Your instructions -
Find every line in the records below that contains the word "illuminated", matching case exactly, and copy each of those lines.

Material provided -
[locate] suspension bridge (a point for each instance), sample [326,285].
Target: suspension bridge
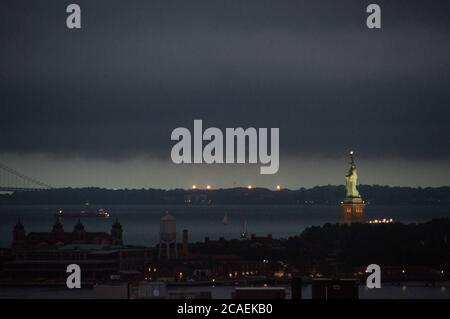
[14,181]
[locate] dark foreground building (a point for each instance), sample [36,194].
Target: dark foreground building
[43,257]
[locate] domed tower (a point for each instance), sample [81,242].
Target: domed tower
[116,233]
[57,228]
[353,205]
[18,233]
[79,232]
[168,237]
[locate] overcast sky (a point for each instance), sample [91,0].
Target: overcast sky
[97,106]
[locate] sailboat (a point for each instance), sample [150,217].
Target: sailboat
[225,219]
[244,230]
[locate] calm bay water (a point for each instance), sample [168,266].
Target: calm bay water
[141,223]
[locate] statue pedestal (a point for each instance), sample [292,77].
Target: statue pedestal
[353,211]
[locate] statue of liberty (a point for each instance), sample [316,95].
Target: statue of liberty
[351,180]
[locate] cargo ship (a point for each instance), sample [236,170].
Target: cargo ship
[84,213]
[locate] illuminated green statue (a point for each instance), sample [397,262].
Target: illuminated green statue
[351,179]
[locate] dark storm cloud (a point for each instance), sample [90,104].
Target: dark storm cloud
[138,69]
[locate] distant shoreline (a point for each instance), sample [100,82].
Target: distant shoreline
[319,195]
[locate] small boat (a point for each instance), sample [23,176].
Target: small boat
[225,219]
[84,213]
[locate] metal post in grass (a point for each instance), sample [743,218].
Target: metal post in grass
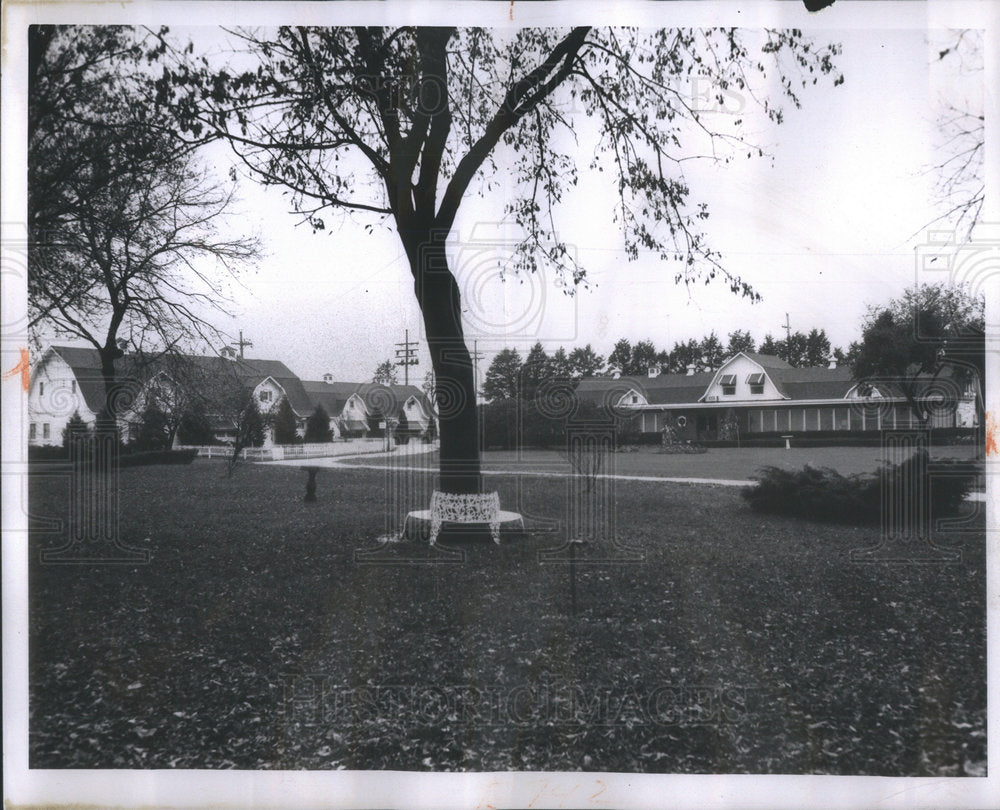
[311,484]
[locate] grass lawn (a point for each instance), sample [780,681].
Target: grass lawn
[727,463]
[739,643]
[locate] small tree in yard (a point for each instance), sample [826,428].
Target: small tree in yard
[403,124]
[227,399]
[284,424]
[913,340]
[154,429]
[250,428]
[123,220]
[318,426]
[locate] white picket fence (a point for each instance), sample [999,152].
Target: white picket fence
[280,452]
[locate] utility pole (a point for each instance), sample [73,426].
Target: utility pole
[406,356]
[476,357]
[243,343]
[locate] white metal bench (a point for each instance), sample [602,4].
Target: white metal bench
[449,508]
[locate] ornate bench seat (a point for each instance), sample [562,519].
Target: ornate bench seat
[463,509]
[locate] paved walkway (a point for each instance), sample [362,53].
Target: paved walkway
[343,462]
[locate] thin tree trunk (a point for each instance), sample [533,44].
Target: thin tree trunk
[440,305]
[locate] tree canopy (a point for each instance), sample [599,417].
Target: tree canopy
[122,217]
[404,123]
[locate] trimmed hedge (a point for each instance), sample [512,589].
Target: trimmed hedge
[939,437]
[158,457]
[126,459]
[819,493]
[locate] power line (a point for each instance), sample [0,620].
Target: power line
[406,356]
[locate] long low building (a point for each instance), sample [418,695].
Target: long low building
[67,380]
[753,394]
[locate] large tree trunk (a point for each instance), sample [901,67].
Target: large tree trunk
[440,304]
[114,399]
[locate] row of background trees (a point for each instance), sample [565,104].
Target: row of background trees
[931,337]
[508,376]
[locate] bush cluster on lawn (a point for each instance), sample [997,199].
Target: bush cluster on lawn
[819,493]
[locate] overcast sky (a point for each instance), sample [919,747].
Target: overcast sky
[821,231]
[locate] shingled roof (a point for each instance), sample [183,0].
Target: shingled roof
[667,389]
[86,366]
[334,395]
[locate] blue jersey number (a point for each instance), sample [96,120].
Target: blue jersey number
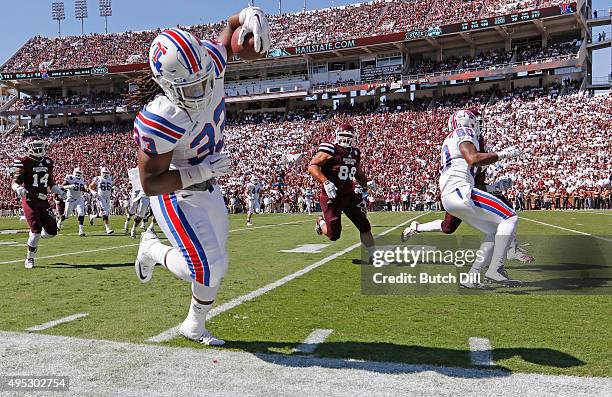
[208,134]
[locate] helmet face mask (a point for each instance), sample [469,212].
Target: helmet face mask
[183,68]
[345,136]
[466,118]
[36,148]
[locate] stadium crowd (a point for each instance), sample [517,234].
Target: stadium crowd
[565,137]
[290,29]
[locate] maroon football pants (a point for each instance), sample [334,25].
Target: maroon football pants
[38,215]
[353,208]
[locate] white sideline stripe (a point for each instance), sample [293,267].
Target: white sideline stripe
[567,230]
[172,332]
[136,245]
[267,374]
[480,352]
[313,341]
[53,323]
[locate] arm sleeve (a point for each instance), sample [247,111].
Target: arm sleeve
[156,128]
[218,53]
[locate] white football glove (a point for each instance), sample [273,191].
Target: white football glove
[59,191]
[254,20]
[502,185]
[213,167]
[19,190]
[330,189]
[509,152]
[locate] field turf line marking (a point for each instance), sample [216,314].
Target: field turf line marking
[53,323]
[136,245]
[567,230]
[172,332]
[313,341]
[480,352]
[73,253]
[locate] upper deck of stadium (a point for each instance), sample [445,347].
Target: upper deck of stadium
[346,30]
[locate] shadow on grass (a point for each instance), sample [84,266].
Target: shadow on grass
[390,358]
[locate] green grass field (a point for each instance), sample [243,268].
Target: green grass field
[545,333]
* * *
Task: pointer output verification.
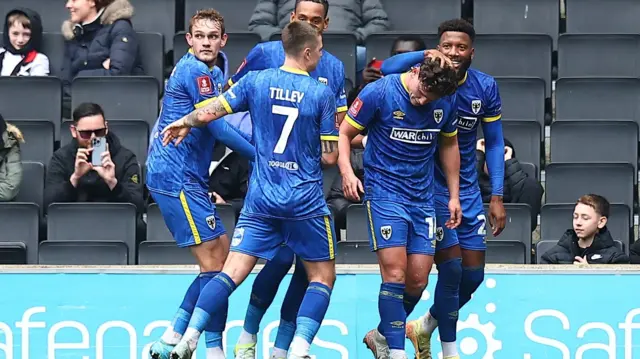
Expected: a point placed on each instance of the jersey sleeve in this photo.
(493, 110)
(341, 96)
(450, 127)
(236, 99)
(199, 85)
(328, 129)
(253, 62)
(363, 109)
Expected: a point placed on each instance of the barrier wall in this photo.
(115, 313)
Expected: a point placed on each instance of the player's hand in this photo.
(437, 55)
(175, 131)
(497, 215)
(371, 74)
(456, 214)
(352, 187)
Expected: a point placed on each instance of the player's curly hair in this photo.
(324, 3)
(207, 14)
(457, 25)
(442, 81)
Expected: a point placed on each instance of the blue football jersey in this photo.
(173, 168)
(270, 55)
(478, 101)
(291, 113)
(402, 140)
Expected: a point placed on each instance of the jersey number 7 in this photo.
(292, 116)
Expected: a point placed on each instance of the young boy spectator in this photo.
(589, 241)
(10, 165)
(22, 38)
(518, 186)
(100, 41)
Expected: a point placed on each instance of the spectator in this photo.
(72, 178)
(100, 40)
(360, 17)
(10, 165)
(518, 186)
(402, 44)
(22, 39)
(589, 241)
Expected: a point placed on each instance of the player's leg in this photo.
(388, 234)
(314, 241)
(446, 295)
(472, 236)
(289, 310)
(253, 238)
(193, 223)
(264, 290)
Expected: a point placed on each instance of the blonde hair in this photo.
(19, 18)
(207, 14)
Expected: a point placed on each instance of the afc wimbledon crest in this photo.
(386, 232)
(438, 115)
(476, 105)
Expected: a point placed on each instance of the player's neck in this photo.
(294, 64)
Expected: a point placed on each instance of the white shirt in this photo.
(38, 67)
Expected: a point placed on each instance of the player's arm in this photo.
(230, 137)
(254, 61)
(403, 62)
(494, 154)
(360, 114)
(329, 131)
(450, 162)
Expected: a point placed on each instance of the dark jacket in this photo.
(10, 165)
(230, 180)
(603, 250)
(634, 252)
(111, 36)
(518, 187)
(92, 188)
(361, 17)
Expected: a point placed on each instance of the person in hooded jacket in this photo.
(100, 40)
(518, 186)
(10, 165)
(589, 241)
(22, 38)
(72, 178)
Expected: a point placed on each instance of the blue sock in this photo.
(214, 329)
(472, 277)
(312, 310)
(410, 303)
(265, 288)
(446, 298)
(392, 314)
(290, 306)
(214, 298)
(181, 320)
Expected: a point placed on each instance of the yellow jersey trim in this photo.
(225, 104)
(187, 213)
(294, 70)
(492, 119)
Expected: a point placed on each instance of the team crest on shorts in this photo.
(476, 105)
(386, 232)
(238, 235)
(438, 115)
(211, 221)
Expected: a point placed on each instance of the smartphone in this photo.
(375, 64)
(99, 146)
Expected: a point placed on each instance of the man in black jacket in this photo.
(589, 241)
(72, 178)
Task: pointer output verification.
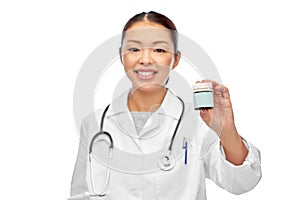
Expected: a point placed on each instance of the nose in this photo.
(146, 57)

Answer in full -
[locate] illuminated green statue (a point for each instance), sample [397,262].
Target: illuminated green statue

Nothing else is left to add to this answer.